▸ Texte de l'article:
-------------------------
FYI.

This story is over 5 years old.

Algérie

L’armée algérienne élimine 22 terroristes à une centaine de kilomètres d’Alger

Le ministère de la Défense algérien a annoncé avoir tué une vingtaine de djihadistes à une centaine de kilomètres au sud-est de la capitale, alors qu’AQMI semble perdre de l’influence dans le pays, au profit de l’organisation État islamique.
Pierre Longeray
Paris, FR
Image via Wikimedia Commons / Amine Bentoutah

Le ministère de la Défense algérien a annoncé, ce mardi, que l'armée populaire nationale (APN), nom de l'armée algérienne, a tué 22 djihadistes près de la localité de Ferkioua, en Kabylie, située à une centaine de kilomètres au sud-est de la capitale, Alger.
-------------------------
▸ Données présentées:
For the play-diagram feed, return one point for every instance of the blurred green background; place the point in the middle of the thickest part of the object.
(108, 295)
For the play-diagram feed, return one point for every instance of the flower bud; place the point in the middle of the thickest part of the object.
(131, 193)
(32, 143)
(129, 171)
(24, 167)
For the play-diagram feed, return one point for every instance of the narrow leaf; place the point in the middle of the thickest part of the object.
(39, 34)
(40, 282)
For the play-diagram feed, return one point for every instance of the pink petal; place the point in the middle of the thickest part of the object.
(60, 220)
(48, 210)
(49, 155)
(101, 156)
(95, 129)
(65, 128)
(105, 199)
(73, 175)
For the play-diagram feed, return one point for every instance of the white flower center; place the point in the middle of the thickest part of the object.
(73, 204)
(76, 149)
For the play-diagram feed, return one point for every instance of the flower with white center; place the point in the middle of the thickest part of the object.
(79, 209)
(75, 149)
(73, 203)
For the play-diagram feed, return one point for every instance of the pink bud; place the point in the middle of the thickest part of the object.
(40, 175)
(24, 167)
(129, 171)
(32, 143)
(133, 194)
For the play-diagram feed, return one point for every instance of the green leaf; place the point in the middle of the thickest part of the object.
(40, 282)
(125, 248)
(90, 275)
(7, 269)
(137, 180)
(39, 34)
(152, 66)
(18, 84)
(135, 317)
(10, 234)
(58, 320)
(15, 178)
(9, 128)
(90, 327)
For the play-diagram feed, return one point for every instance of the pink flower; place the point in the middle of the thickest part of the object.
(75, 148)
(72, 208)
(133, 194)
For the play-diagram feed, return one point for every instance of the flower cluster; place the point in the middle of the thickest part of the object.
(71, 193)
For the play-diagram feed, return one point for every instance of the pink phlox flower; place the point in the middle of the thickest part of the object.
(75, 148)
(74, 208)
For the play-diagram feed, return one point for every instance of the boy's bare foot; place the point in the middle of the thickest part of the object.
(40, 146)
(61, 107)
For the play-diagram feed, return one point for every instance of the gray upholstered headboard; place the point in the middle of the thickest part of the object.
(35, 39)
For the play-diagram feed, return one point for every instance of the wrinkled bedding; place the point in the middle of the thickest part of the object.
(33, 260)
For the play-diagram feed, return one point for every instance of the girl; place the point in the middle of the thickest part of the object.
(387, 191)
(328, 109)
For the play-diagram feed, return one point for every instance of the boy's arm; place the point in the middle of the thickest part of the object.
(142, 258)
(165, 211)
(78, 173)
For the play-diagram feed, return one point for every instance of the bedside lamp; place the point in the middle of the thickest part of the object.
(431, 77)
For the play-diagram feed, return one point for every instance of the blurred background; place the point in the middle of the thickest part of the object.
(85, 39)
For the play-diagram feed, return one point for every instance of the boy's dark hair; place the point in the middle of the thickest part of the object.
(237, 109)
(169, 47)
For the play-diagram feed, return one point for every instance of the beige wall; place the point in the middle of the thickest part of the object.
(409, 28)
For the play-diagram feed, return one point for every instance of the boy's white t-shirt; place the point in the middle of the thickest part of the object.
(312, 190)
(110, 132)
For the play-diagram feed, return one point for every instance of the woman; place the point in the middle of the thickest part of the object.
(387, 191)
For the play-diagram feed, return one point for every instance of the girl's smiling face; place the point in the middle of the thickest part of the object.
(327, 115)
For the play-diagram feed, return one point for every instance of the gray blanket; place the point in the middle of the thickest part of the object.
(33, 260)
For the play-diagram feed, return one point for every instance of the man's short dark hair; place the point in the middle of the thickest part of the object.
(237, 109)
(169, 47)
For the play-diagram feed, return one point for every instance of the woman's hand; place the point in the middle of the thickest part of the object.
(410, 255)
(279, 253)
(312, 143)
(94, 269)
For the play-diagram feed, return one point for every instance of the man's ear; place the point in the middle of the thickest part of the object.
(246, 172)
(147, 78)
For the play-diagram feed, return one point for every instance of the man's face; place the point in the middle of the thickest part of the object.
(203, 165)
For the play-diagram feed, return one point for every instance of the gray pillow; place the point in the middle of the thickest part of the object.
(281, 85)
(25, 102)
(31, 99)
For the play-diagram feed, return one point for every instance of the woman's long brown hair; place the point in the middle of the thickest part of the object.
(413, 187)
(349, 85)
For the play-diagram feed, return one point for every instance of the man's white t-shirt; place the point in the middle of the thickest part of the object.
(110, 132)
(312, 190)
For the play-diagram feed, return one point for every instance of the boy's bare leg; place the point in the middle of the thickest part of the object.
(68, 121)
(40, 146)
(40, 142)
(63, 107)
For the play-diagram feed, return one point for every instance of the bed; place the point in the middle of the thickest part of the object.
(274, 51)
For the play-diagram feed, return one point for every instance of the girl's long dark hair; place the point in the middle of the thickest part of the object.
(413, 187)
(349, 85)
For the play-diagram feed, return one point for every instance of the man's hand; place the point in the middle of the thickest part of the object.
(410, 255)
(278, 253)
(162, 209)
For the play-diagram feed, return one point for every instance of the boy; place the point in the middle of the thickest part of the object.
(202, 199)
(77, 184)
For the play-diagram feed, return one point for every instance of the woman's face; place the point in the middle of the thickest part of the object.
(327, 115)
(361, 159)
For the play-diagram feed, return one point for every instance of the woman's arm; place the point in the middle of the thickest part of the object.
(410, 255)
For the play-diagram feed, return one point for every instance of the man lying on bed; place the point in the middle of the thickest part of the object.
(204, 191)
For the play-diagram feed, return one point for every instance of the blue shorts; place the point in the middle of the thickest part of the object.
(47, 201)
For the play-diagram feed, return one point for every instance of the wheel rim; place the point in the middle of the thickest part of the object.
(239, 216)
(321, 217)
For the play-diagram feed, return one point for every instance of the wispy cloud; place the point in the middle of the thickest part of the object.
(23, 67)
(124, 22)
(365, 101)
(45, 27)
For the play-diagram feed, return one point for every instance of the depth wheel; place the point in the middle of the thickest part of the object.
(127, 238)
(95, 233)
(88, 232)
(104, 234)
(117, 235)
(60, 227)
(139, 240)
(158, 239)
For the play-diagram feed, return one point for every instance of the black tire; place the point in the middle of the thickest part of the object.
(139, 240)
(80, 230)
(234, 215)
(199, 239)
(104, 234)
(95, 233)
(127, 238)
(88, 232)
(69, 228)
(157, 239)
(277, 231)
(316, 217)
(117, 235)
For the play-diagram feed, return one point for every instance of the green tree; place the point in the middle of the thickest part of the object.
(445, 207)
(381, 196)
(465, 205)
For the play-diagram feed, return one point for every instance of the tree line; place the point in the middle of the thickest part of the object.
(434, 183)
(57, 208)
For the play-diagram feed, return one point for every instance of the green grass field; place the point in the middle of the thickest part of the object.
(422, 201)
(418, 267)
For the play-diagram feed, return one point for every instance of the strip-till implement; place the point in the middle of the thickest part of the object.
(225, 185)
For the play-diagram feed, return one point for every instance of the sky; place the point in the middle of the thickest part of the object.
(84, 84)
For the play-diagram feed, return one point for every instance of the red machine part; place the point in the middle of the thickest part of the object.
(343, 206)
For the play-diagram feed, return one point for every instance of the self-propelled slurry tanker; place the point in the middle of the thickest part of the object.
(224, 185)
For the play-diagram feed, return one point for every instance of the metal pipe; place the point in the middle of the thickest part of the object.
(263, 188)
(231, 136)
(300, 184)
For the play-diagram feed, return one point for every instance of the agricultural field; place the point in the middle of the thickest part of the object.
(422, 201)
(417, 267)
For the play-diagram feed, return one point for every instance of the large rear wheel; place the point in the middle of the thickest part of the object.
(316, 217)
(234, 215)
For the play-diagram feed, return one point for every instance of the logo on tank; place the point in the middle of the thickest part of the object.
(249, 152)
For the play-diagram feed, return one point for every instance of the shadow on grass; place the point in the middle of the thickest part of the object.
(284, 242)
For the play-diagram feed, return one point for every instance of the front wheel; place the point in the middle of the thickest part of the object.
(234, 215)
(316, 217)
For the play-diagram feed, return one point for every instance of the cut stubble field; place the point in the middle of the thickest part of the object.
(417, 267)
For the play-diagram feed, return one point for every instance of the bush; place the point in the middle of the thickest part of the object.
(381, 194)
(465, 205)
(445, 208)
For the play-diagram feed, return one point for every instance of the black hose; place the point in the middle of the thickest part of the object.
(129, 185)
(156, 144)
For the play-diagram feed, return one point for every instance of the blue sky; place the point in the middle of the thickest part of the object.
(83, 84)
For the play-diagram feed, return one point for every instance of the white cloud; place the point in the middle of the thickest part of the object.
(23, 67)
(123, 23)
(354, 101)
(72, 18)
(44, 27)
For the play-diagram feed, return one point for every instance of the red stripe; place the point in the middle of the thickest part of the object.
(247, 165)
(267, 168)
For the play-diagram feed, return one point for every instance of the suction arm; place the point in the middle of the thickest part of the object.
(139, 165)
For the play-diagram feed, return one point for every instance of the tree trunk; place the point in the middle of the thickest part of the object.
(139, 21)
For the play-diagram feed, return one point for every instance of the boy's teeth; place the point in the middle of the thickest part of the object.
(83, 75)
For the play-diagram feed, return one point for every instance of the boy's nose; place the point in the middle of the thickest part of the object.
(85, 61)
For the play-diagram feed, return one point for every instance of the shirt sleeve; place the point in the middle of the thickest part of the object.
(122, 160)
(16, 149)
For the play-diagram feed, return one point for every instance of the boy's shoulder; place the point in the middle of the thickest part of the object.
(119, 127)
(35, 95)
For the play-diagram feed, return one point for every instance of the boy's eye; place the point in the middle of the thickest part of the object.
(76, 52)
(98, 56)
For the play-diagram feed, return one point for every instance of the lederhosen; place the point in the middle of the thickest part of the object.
-------------------------
▸ Consigne écrite:
Modifiez le passage de l'article compris entre « Le ministère de la Défense algérien a annoncé avoir » et « la capitale, Alger. », bornes incluses, en remplaçant « djihadistes » par « combattants ». La liste n'a aucun rapport avec l'article.

▸ Solution proposée:
Le ministère de la Défense algérien a annoncé avoir tué une vingtaine de combattants à une centaine de kilomètres au sud-est de la capitale, alors qu’AQMI semble perdre de l’influence dans le pays, au profit de l’organisation État islamique.
Pierre Longeray
Paris, FR
Image via Wikimedia Commons / Amine Bentoutah

Le ministère de la Défense algérien a annoncé, ce mardi, que l'armée populaire nationale (APN), nom de l'armée algérienne, a tué 22 combattants près de la localité de Ferkioua, en Kabylie, située à une centaine de kilomètres au sud-est de la capitale, Alger.